EXTRAIT DU TEXTE:
------------------------------------------------

Pascal,
Il n'y a pas de jugement dans ce que je dis mais à mon sens tes questions sont mal posées.
Si c'est la souffrance de ton enfant qui te fait te demander tout ça, en effet, c'est pas tout à fait le même problème.
Ceci étant, ce que moi je ressens par rapport à ça :
- donner la vie à quelqu'un c'est lui donner la possibilité de vivre dans toute l'ampleur de ce que ça peut représenter, y compris la souffrance certes, ce qui ne veut pas dire que les parents soient coupables ou responsables de la souffrance de leurs enfants. J'entends par là que pour moi, faire le raccourci entre : "mon enfant est malade, il souffre, je ne supporte pas de le voir souffrir" et "mettre des enfants au monde c'est égoïste"... me semble justement très raccourci.
Ce qui me semble égoïste c'est le contraire, c'est de se dire que pour ne pas avoir à souffrir soi-même en voyant souffrir son enfant, eh bien il vaudrait mieux tout compte fait ne pas en faire.
J'ai souffert pour ma part quand j'étais enfant, à certains moments. Ben ce qui est certain c'est que dans ces moments-là, ce que j'avais en tête c'était pas de "vouloir ne pas être né" ou autre métaphysique ; c'était beaucoup plus simple que ça, c'était la présence et le réconfort de ma mère. Et en l'occurrence, ce qui était le plus important, je le vois maintenant avec le recul et sur cette question que tu as soulevée, c'était qu'elle soit envers et contre tout capable de me protéger et s'occuper de moi, aussi difficile cela puisse-t-il être pour elle de me voir mal.
Donc pour moi c'est dans l'autre sens que ça se passe....
Oui c'est très difficile de voir souffrir quelqu'un qu'on aime, on peut ne pas vouloir supporter cette souffrance et décider pour cela de ne pas avoir d'enfant, c'est un choix personnel.
Mais en déduire de façon générale qu'avoir un enfant est purement égoïste à mon sens est tout simplement faux. Un enfant ne comprendra peut-être pas ce qui lui arrive, mais il ne viendra pas te reprocher de l'avoir fait naître.
Lui, il est là, il a mal, il se fout des considérations philosophiques, ce dont il a besoin c'est que ses parents soient capables de faire taire leur propre souffrance à le voir souffrir pour s'occuper de lui et lui donner tout ce qui pourrait le soulager un peu.
Bon. Ceci étant, je te remercie d'avoir soulevé cette question... c'est pour ce qui me concerne une sacrée synchronicité et qui vient répondre à quelque chose que j'avais à "résoudre" justement ces derniers jours.

------------------------------------------------

CONSIGNE A: Dans les lignes, recopie la partie qui commence à la ligne contenant "Find the white" et va jusqu'à la fin des lignes. Remplace "instance" par "item", ne change rien d'autre et laisse les images de côté.

------------------------------------------------

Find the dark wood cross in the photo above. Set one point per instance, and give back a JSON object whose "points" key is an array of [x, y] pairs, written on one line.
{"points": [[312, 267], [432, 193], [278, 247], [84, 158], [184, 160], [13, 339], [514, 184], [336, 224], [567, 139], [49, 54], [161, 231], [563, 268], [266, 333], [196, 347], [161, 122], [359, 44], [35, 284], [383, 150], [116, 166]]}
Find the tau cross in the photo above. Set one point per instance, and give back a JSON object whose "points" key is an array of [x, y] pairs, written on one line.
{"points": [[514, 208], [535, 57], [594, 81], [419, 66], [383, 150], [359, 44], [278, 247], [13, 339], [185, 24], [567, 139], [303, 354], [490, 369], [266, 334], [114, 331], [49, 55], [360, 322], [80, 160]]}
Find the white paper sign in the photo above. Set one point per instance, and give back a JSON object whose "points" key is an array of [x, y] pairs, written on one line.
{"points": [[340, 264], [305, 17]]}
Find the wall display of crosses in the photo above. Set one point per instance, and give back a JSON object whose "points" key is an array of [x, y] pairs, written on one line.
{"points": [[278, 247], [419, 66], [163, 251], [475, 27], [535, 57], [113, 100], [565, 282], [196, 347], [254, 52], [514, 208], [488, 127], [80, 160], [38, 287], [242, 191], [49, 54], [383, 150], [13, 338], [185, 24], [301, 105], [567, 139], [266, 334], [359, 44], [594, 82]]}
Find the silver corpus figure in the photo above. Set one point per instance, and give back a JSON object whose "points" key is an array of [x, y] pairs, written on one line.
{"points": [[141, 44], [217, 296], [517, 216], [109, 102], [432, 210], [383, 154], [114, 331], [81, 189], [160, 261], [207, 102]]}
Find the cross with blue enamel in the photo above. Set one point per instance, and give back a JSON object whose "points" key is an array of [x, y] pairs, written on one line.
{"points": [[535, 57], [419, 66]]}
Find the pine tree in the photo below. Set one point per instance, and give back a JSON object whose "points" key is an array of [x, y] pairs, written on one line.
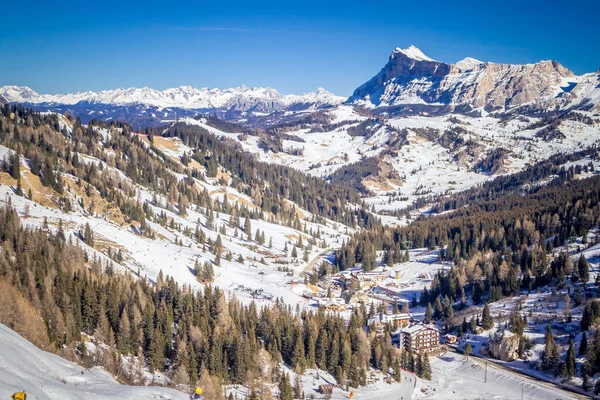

------------------------------------------------

CONSIGNE B: Résume plus brièvement le paragraphe du texte qui commence par « J'ai souffert pour ma part », en gardant ses faits principaux.

BONNE RÉPONSE A:
Find the white paper sign in the photo above. Set one point per item, and give back a JSON object whose "points" key is an array of [x, y] pairs, written on one line.
{"points": [[340, 264], [305, 17]]}
Find the wall display of crosses in the photo above. Set one point per item, and give back a JSON object whose "points" key is an array of [x, y] pairs, written on one line.
{"points": [[278, 247], [419, 66], [163, 251], [475, 27], [535, 57], [113, 100], [565, 282], [196, 347], [254, 52], [514, 208], [488, 127], [80, 160], [38, 287], [242, 191], [49, 54], [383, 150], [13, 338], [185, 24], [301, 105], [567, 139], [266, 334], [359, 44], [594, 82]]}
Find the silver corpus figure in the photo above. Set one point per item, and give back a JSON object whose "points" key is an array of [x, y] pairs, written on one line.
{"points": [[141, 44], [217, 296], [517, 216], [109, 102], [432, 210], [383, 154], [114, 331], [81, 189], [160, 261], [207, 102]]}
Find the cross with blue enamel in the photo above. Set one point per item, and give back a JSON object whose "points" key is an array of [x, y] pairs, written on one line.
{"points": [[535, 57], [419, 66]]}
Find the pine tree in the photo below. Set one point per item, and give back a JSON object whose "points" key is an array of [x, y] pairs, written on one line.

BONNE RÉPONSE B: Enfant, j'ai parfois souffert. Dans ces moments-là, je ne pensais pas à « vouloir ne pas être né » ni à de la métaphysique : je voulais simplement la présence et le réconfort de ma mère. Avec le recul, le plus important était qu'elle soit capable, envers et contre tout, de me protéger et de s'occuper de moi, même si me voir mal était difficile pour elle.